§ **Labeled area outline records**
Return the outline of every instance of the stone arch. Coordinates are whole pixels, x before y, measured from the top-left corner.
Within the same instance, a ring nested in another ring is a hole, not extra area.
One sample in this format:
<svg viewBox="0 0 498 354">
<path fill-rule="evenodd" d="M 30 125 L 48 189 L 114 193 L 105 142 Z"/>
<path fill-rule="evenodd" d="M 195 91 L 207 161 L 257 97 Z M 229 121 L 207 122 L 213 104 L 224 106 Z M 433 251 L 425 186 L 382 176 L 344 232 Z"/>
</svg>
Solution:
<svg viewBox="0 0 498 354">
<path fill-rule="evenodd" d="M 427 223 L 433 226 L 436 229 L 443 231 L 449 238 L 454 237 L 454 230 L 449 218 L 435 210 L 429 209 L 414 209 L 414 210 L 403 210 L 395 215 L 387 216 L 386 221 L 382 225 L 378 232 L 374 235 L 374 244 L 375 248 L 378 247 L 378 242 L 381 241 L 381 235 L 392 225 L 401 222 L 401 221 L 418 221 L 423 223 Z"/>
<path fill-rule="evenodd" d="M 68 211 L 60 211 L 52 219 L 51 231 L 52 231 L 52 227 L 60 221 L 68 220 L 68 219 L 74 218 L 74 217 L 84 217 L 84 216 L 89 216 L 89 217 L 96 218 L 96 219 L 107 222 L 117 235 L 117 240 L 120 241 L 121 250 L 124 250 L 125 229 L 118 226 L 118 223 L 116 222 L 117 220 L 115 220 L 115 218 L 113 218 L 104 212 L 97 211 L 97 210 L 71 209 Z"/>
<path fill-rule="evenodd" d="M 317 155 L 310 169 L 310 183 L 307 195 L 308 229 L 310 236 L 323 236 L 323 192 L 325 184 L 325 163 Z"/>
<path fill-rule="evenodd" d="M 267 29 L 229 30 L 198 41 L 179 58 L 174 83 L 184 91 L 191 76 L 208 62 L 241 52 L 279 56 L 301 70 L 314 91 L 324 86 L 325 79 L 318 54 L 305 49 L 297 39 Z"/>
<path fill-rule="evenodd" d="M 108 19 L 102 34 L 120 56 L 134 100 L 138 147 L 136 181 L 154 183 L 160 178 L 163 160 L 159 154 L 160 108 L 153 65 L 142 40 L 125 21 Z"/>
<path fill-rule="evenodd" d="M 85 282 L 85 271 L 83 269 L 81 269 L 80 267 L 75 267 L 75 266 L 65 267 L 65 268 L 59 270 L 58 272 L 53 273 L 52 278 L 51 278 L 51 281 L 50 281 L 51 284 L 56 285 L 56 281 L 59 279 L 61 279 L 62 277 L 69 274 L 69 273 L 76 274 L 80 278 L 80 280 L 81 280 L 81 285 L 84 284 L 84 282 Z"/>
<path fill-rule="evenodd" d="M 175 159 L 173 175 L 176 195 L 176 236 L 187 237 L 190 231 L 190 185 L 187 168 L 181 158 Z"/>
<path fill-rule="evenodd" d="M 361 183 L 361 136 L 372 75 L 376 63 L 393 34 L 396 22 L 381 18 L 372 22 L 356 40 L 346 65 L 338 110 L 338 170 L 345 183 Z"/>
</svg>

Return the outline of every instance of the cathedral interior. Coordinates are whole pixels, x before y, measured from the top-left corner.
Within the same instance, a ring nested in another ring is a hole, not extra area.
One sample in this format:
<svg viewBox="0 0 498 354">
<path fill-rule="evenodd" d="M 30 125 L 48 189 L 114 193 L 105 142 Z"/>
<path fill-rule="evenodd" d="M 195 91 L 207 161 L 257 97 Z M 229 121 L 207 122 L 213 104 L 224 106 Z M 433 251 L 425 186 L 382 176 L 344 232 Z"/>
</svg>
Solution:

§ **What this task involves**
Format as a numbered list the lines running from the start of the records through the line containing "317 155 L 310", both ends included, leaving out blank lines.

§ **Exercise response**
1. Return the outline of every instance of the stone arch. Coordinates are whole pixels, x before y, measured from the top-left corner.
2. Within the same instance, a ring nested in another ring is a hole, not extra area.
3. One sample in this format:
4. <svg viewBox="0 0 498 354">
5. <path fill-rule="evenodd" d="M 30 125 L 48 189 L 114 193 L 105 142 Z"/>
6. <path fill-rule="evenodd" d="M 195 91 L 207 161 L 257 97 Z M 229 121 L 207 122 L 213 104 L 224 106 Z M 433 251 L 425 186 L 382 176 L 344 232 Z"/>
7. </svg>
8. Solution:
9. <svg viewBox="0 0 498 354">
10. <path fill-rule="evenodd" d="M 427 223 L 433 226 L 436 229 L 443 231 L 449 238 L 454 237 L 454 230 L 449 218 L 435 210 L 429 209 L 414 209 L 414 210 L 403 210 L 395 215 L 387 216 L 386 221 L 382 225 L 378 232 L 374 235 L 374 244 L 375 248 L 378 247 L 378 242 L 381 241 L 381 235 L 392 225 L 401 222 L 401 221 L 418 221 L 423 223 Z"/>
11. <path fill-rule="evenodd" d="M 68 211 L 60 211 L 52 219 L 51 231 L 52 231 L 52 227 L 60 221 L 68 220 L 68 219 L 74 218 L 74 217 L 84 217 L 84 216 L 89 216 L 89 217 L 96 218 L 96 219 L 107 222 L 117 235 L 117 240 L 120 241 L 121 250 L 124 250 L 125 229 L 118 226 L 118 223 L 116 222 L 117 220 L 115 220 L 115 218 L 113 218 L 104 212 L 97 211 L 97 210 L 71 209 Z"/>
12. <path fill-rule="evenodd" d="M 317 155 L 310 169 L 310 183 L 307 195 L 308 229 L 310 236 L 323 236 L 323 192 L 325 184 L 325 163 Z"/>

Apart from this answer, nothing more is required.